▶ [Exercise goal] Copy all of the entries that follow, exactly.
Given information: Begin
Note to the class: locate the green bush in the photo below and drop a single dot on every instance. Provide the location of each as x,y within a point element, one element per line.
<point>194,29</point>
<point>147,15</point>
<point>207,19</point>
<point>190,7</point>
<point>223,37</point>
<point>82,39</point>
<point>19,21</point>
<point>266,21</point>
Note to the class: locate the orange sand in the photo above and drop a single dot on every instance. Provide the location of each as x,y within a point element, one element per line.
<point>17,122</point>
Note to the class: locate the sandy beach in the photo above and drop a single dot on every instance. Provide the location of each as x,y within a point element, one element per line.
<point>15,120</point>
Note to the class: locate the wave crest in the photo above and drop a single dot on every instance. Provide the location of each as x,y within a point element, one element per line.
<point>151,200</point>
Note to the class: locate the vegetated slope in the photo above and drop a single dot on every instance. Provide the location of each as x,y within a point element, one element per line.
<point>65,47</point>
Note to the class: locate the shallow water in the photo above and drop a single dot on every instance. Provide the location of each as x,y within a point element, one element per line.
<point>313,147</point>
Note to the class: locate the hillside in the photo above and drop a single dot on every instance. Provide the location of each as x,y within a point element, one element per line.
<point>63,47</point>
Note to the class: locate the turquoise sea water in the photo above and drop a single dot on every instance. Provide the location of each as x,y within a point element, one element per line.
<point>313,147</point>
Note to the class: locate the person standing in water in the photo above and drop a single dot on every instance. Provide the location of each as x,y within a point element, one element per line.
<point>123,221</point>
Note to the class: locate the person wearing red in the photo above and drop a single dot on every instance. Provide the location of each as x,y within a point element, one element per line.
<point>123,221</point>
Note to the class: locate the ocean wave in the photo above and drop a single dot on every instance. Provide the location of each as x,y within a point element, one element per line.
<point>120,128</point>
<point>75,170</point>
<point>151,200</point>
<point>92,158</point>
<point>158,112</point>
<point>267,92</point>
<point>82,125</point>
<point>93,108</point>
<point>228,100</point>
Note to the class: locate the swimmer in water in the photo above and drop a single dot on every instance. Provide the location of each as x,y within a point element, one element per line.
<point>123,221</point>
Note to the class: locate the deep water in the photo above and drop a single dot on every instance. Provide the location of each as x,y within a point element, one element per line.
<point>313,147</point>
Given information: End
▶ [Output of the task]
Note to the class: locate the green bush in the photo below and drop a single dot on every instance. Provide the location of each as x,y within a point element, one element per line.
<point>194,29</point>
<point>147,15</point>
<point>207,19</point>
<point>190,7</point>
<point>223,37</point>
<point>82,39</point>
<point>19,21</point>
<point>266,21</point>
Note to the class: locate the orange sand in the photo above and drop a single dot on every instance. Provide the location of each as x,y within a point element, one element per line.
<point>17,122</point>
Note to the class: locate the sandy beach in the photo above and drop a single dot on every instance. Provide the location of each as x,y within a point element, one element per line.
<point>15,120</point>
Note to the class: locate the wave crest in the photo above and drop a single dot on every instance. Provide the location of each as x,y within a point element, one element per line.
<point>151,200</point>
Note to the class: locate the vegetated slope in the photo above and drop a single dot on every instance. Provide the location of each as x,y within a point element, one element per line.
<point>65,47</point>
Note to the class: locate the shallow water in the photo above and drop a single dot on every instance. Provide the location of each as x,y within a point element, one element per line.
<point>313,147</point>
Note to the class: locate the hillside in the photo above and drop a single dot on every instance. Provide the location of each as x,y within a point element, one element per line.
<point>63,47</point>
Note to the class: locate the turquoise sea water in the photo above and drop a single dot on every instance. Provide the location of each as x,y within a point element, one element per line.
<point>313,147</point>
Note to the class: locate the person standing in water in the photo above and drop a single dot on every instance. Provide the location of each as x,y within a point element, one element per line.
<point>123,221</point>
Note to the class: locate the person wearing red in the photo above and drop a single dot on every instance. Provide the location of each as x,y within a point element, one element per line.
<point>123,221</point>
Note to the class: locate the ocean wave in the photo above and drop a single dot on every instance. Provide the location of each as x,y within a point element, one element per line.
<point>120,128</point>
<point>75,170</point>
<point>151,200</point>
<point>92,158</point>
<point>158,112</point>
<point>267,92</point>
<point>82,125</point>
<point>93,108</point>
<point>228,100</point>
Note to the class: locate the swimmer in water in the photo above and drop a single dot on every instance. Provide the location of each as x,y within a point element, one element per line.
<point>123,221</point>
Note to the class: locate the deep water in the photo above and drop a single dot on every instance. Provide the location of each as x,y within a point element, one element per line.
<point>313,147</point>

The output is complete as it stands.